▶ _Brief_
Return all of the entries exactly as written.

BEGIN Data

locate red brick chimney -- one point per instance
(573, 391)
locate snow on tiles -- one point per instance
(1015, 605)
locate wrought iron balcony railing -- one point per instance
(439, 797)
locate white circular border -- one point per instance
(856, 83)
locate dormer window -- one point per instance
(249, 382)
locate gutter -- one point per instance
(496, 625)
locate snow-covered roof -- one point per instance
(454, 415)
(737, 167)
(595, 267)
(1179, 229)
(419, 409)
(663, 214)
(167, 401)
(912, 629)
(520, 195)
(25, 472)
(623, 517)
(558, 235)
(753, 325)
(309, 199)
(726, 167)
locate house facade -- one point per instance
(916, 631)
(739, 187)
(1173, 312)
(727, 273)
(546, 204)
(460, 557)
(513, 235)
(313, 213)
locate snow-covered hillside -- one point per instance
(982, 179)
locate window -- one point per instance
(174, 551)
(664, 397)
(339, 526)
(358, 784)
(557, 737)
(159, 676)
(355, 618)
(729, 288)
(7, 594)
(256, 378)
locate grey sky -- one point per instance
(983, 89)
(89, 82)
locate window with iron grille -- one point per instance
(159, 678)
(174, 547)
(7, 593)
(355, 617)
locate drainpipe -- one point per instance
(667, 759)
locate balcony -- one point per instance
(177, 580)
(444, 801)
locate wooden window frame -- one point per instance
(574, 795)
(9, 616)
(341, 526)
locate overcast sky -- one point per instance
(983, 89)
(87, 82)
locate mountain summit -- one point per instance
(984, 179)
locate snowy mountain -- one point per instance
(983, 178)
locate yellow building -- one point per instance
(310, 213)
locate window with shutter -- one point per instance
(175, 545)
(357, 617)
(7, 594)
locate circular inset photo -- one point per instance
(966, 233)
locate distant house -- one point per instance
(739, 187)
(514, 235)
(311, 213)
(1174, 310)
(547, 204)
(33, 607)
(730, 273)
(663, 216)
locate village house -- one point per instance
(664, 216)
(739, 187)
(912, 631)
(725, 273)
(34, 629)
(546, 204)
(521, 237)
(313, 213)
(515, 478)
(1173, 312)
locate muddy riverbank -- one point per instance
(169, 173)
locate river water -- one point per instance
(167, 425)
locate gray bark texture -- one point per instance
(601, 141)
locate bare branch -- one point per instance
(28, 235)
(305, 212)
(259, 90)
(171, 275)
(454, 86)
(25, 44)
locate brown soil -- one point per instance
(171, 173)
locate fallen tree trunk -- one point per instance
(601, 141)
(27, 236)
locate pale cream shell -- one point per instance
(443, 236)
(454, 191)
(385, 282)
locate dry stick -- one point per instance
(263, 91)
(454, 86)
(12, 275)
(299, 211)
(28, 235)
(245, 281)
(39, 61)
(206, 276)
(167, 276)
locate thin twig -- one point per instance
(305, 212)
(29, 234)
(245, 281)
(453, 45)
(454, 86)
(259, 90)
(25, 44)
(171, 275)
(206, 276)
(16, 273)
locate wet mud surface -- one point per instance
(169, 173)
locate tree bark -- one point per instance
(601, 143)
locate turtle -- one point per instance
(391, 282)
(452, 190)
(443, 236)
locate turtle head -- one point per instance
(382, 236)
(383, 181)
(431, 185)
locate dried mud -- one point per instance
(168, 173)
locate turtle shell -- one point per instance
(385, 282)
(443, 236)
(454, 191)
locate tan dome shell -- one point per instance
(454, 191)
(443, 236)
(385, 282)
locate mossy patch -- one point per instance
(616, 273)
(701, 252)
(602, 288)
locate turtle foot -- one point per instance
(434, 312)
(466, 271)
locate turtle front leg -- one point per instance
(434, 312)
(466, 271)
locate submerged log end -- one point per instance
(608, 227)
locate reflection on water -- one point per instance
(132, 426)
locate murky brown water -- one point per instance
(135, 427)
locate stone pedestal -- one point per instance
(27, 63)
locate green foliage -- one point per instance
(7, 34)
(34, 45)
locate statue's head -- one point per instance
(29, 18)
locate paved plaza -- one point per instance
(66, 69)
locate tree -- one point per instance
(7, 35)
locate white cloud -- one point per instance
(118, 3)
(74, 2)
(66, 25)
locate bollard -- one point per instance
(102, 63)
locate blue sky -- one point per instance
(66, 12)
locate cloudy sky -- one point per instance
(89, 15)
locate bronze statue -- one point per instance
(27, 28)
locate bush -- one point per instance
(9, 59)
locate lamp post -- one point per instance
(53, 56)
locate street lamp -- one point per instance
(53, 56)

END Data

▶ _Exercise result_
locate red brick chimney -- one point per instance
(573, 391)
locate snow on tiles -- one point per instance
(1015, 605)
locate wrought iron balcony railing -- one point per instance
(439, 797)
locate white circular border -- one point per instance
(856, 83)
locate dormer window -- one point per instance
(249, 382)
locate gutter -- one point per instance
(496, 625)
locate snow-covered roof -- one point per instance
(454, 415)
(737, 167)
(595, 267)
(1179, 229)
(419, 409)
(663, 214)
(167, 401)
(912, 629)
(520, 195)
(25, 472)
(623, 517)
(558, 235)
(753, 325)
(309, 199)
(726, 167)
locate house facade -- one point per instance
(916, 631)
(739, 187)
(1173, 312)
(727, 273)
(546, 204)
(460, 557)
(513, 235)
(313, 213)
locate snow-covered hillside -- one point per instance
(982, 179)
locate window -- one point per instance
(174, 551)
(664, 397)
(339, 526)
(358, 784)
(557, 737)
(159, 676)
(355, 618)
(729, 288)
(7, 594)
(256, 378)
locate grey sky -- one point per instance
(983, 89)
(89, 82)
locate window with iron grille -- one point per instance
(159, 678)
(174, 547)
(7, 593)
(355, 617)
locate drainpipe -- one point per instance
(667, 759)
locate balcony -- one point per instance
(177, 580)
(444, 801)
locate wooden window frame -- one point per instance
(574, 795)
(9, 616)
(341, 526)
locate overcast sky -- one point per instance
(983, 89)
(87, 82)
locate mountain summit -- one point per instance
(984, 179)
locate snowy mountain -- one point per instance
(983, 178)
locate yellow building -- one point per instance
(310, 213)
locate window with shutter -- one point per instance
(175, 545)
(357, 617)
(7, 594)
locate circular inset photo -- one point per instance
(966, 233)
locate distant house -- one point per instance
(739, 187)
(514, 235)
(311, 213)
(1174, 310)
(547, 204)
(33, 607)
(730, 273)
(663, 216)
locate village house -- one point per instance
(664, 216)
(739, 187)
(912, 631)
(725, 273)
(34, 629)
(546, 204)
(521, 237)
(313, 213)
(515, 478)
(1173, 312)
locate muddy riverbank -- one point per instance
(169, 173)
locate river water -- one point per instance
(167, 425)
locate gray bark texture -- one point per instance
(601, 141)
locate bare branch -- one point per instance
(28, 235)
(305, 212)
(259, 90)
(171, 275)
(454, 86)
(25, 44)
locate brown soil -- one point per instance
(171, 173)
locate fallen tree trunk -- one point per instance
(601, 141)
(27, 236)
locate pale cream shell -- one point per instance
(443, 236)
(454, 191)
(385, 282)
locate dry stick -- one point per instance
(263, 91)
(454, 86)
(12, 275)
(299, 211)
(28, 235)
(245, 281)
(39, 61)
(206, 276)
(167, 276)
locate thin twig -- one point per instance
(305, 212)
(29, 234)
(245, 281)
(453, 45)
(454, 86)
(259, 90)
(25, 44)
(171, 275)
(206, 276)
(16, 273)
locate wet mud surface -- one point per instance
(169, 173)
locate tree bark -- one point per instance
(601, 143)
locate turtle -- one point per instance
(391, 282)
(452, 190)
(443, 236)
locate turtle head -- one point per instance
(382, 236)
(383, 181)
(431, 185)
locate dried mud -- one point per instance
(168, 173)
locate turtle shell -- one point per instance
(385, 282)
(443, 236)
(454, 191)
locate tan dome shell -- one point per instance
(454, 191)
(443, 236)
(385, 282)
locate mossy patch -- one point per instance
(616, 273)
(701, 252)
(602, 288)
locate turtle foot -- one point per instance
(434, 312)
(466, 271)
locate turtle front leg -- one point per instance
(434, 312)
(466, 271)
locate submerged log end -- one point per instance
(608, 227)
locate reflection on water -- one point per instance
(132, 426)
locate murky brown water -- one point per instance
(135, 427)
locate stone pedestal -- one point per instance
(27, 63)
locate green foliage -- one point per instance
(7, 34)
(34, 45)
locate statue's head -- one point per instance
(29, 18)
locate paved plaza -- one point per instance
(66, 69)
locate tree -- one point per instance
(7, 35)
locate white cloud -- one point per instance
(118, 3)
(74, 2)
(66, 25)
locate bollard -- one point per instance
(102, 63)
locate blue sky -- one point per instance
(66, 12)
locate cloudy sky -- one point per instance
(89, 15)
locate bronze statue -- one point per instance
(27, 28)
locate bush -- one point per instance
(9, 59)
locate lamp post -- one point per instance
(53, 56)
locate street lamp -- one point per instance
(53, 56)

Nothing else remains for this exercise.